**** Given passage ****
Jul 052023
 

On July 7th, Fiadh Productions will (with considerable delight) release At the Edge of the Loch, the debut full-length by the Montana-based atmospheric black metal artist Uamh. As the album title itself suggests, Uamh‘s music draws inspiration from Celtic traditions, and subtly interweaves old folk instruments, along with drumming that sounds more stripped-down and even primitive than flashy (but still makes a visceral impact).

On the other hand, with one prominent exception, the vocals take the form of raw black metal screams, and the music, which derives its greatest strengths from the ravaging and ringing power of the carefully layered guitars, is capable of searing the senses and melting hearts as well as opening the mind’s eye to breathtaking panoramas.

We have a lot more thoughts about each of the album’s five compelling tracks, all of which we’re sharing with you today in advance of the album’s release this Friday, but we ought to begin the introduction with Uamh‘s own words:

“These pieces strive to make sense of our passage from life to death. As we walk our own paths we experience joy, sorrow, growth, and deterioration.
****
* [Required work]:
#1 According to the album announcement, in which state is Uamh based?
#2 List every experience that Uamh's quoted words in the album announcement say we go through as we walk our own paths.
#3 From the album announcement, repeat the passage that begins at the words "On July 7th, Fiadh" and stops after "to breathtaking panoramas.".
**** Provided data ****
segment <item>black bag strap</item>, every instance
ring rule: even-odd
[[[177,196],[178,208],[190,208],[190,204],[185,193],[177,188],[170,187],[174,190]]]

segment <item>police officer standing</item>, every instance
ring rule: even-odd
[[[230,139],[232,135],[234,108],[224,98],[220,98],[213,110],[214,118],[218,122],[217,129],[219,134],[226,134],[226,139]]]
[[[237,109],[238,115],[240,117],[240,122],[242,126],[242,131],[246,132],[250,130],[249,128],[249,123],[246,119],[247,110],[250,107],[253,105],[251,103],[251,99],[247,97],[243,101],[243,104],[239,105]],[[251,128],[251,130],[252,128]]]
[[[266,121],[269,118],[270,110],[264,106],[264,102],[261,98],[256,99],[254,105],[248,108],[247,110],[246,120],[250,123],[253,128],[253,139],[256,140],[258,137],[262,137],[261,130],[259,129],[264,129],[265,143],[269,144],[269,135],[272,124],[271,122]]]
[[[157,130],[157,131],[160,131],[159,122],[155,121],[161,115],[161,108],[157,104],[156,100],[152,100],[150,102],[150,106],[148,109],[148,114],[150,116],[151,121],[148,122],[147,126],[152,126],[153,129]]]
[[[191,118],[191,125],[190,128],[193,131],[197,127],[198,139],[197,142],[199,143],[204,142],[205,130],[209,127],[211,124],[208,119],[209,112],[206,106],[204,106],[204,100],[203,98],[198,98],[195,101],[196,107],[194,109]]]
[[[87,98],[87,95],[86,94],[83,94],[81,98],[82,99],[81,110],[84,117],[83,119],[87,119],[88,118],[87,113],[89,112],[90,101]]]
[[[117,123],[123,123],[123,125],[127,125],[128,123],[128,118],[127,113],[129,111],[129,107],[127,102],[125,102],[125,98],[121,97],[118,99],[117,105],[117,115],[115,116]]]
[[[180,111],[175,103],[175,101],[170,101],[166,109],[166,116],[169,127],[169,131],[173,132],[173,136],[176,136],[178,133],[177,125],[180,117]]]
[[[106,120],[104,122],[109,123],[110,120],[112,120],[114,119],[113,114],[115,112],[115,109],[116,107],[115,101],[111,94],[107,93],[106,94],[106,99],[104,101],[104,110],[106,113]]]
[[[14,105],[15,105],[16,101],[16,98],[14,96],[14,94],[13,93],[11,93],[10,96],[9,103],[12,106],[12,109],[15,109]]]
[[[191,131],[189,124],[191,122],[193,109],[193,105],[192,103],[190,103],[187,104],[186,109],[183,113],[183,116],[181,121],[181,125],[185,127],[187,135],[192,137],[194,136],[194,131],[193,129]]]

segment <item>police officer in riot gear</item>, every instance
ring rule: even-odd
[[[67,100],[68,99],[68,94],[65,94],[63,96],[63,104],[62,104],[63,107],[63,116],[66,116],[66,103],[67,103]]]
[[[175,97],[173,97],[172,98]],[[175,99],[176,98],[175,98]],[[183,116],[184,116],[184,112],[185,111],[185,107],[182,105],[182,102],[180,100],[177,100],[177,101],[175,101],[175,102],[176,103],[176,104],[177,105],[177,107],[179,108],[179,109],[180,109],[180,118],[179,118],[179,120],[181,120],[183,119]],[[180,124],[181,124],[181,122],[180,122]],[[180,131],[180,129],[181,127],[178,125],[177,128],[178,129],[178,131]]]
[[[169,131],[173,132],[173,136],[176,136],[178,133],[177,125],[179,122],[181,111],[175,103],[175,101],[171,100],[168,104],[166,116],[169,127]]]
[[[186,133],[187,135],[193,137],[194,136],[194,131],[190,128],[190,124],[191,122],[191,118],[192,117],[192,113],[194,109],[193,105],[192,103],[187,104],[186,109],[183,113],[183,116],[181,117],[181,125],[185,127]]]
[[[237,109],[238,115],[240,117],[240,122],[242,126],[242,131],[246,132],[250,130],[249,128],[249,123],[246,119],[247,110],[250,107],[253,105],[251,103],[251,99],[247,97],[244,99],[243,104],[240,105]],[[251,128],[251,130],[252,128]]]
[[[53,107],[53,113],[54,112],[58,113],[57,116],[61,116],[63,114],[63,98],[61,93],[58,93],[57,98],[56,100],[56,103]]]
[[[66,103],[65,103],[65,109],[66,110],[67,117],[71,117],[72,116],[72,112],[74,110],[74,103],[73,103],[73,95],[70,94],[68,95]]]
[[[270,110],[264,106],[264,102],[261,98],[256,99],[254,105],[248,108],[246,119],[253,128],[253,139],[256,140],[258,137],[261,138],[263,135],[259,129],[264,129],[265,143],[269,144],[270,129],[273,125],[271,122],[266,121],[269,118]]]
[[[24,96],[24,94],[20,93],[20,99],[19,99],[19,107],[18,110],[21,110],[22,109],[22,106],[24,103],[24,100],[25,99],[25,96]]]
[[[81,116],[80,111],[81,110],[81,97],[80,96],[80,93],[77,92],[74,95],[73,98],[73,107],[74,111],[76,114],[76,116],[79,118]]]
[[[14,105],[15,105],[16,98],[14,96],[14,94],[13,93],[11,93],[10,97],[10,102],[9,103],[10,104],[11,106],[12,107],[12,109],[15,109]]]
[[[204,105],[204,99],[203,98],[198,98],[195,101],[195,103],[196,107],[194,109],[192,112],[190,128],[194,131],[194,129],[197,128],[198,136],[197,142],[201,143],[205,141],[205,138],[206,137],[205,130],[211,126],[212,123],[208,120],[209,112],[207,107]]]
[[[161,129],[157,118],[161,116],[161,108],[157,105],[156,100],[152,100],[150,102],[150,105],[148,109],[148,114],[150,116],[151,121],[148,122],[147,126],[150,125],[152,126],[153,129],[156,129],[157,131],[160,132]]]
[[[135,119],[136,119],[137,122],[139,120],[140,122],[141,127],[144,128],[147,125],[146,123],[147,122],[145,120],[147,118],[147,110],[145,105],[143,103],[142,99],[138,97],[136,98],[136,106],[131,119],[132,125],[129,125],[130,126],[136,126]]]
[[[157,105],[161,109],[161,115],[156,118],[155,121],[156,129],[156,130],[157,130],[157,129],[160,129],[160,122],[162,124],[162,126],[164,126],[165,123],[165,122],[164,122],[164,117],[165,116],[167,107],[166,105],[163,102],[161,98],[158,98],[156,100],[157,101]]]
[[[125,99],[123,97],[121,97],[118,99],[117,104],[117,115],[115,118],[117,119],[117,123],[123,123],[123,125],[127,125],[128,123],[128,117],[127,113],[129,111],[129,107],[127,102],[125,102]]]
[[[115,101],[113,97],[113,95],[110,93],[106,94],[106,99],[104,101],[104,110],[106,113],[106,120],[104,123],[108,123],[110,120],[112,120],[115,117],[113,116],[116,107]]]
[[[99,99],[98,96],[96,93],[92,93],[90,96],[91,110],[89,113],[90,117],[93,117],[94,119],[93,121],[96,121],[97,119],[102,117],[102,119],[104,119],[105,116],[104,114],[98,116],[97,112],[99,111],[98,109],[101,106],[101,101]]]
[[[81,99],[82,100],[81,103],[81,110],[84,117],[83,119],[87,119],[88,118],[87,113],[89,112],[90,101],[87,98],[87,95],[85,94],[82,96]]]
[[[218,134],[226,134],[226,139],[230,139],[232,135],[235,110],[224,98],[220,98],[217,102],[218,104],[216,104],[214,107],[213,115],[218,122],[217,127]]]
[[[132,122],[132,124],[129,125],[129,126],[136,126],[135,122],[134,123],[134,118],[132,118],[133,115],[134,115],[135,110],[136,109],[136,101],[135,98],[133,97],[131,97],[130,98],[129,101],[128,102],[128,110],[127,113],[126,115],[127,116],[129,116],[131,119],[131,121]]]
****
* [Outputs in order]:
#1 Montana

#2 joy, sorrow, growth, deterioration

#3
On July 7th, Fiadh Productions will (with considerable delight) release At the Edge of the Loch, the debut full-length by the Montana-based atmospheric black metal artist Uamh. As the album title itself suggests, Uamh‘s music draws inspiration from Celtic traditions, and subtly interweaves old folk instruments, along with drumming that sounds more stripped-down and even primitive than flashy (but still makes a visceral impact).

On the other hand, with one prominent exception, the vocals take the form of raw black metal screams, and the music, which derives its greatest strengths from the ravaging and ringing power of the carefully layered guitars, is capable of searing the senses and melting hearts as well as opening the mind’s eye to breathtaking panoramas.